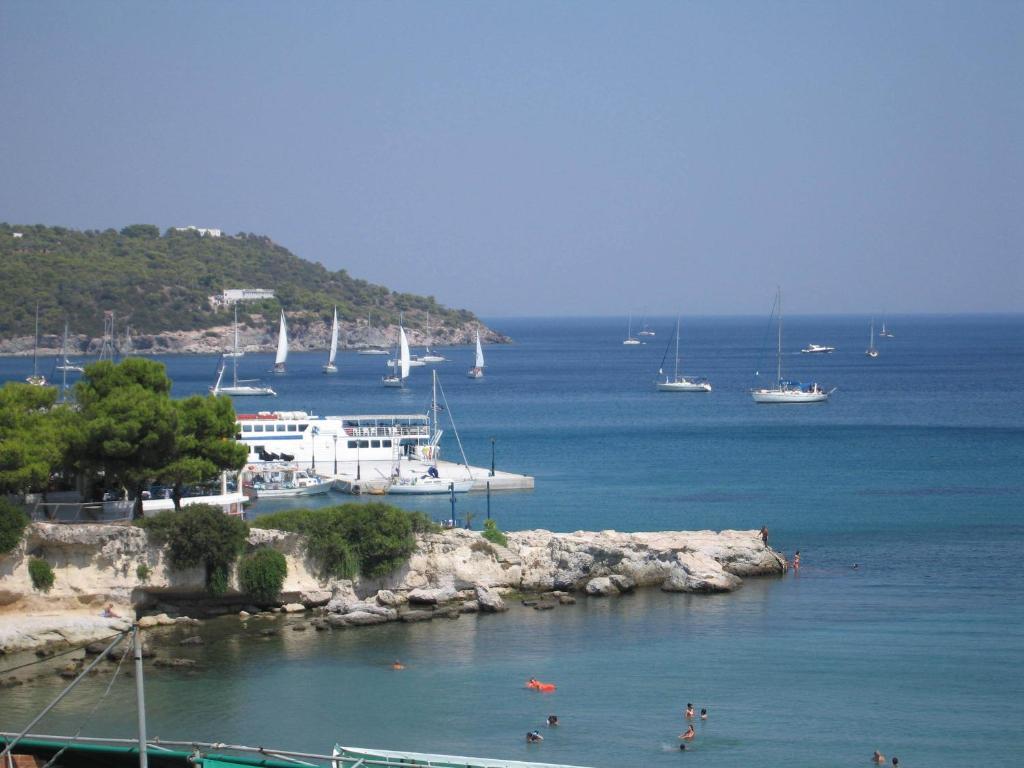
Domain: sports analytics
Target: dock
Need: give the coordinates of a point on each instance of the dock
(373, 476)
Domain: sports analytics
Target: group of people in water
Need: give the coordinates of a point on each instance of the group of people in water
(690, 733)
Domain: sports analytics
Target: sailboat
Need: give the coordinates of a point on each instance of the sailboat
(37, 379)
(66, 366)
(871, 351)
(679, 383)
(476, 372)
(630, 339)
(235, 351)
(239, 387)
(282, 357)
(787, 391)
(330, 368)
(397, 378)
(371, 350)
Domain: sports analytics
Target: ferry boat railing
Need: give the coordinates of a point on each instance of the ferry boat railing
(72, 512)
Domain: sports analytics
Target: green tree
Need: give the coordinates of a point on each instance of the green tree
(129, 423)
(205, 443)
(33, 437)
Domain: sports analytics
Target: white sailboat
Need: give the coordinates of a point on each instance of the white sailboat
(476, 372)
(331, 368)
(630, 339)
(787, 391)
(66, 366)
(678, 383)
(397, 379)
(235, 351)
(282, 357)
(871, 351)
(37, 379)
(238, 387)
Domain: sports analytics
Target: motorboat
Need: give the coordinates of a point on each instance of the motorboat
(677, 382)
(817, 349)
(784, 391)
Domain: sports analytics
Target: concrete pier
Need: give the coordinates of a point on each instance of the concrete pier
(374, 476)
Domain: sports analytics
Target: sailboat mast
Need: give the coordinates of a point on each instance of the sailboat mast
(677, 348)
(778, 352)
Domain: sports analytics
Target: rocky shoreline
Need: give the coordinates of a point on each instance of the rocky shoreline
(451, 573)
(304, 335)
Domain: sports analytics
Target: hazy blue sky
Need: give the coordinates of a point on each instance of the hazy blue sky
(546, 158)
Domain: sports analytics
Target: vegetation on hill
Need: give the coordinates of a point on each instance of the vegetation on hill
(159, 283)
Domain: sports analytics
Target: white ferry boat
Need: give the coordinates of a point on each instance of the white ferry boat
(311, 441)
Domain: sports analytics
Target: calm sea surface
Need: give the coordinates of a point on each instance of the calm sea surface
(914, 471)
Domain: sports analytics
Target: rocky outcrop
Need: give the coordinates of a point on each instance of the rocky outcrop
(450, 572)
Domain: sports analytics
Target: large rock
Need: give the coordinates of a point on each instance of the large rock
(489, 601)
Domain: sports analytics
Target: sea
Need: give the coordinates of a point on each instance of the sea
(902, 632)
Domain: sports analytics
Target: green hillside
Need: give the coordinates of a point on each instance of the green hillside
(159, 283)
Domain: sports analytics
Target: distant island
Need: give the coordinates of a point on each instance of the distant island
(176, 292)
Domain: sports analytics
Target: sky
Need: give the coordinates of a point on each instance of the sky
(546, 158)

:: Problem requirements ::
How many lines of the records above contain the string "mast", matching case exactly? Reply with the number alone.

:: Result of the task ::
2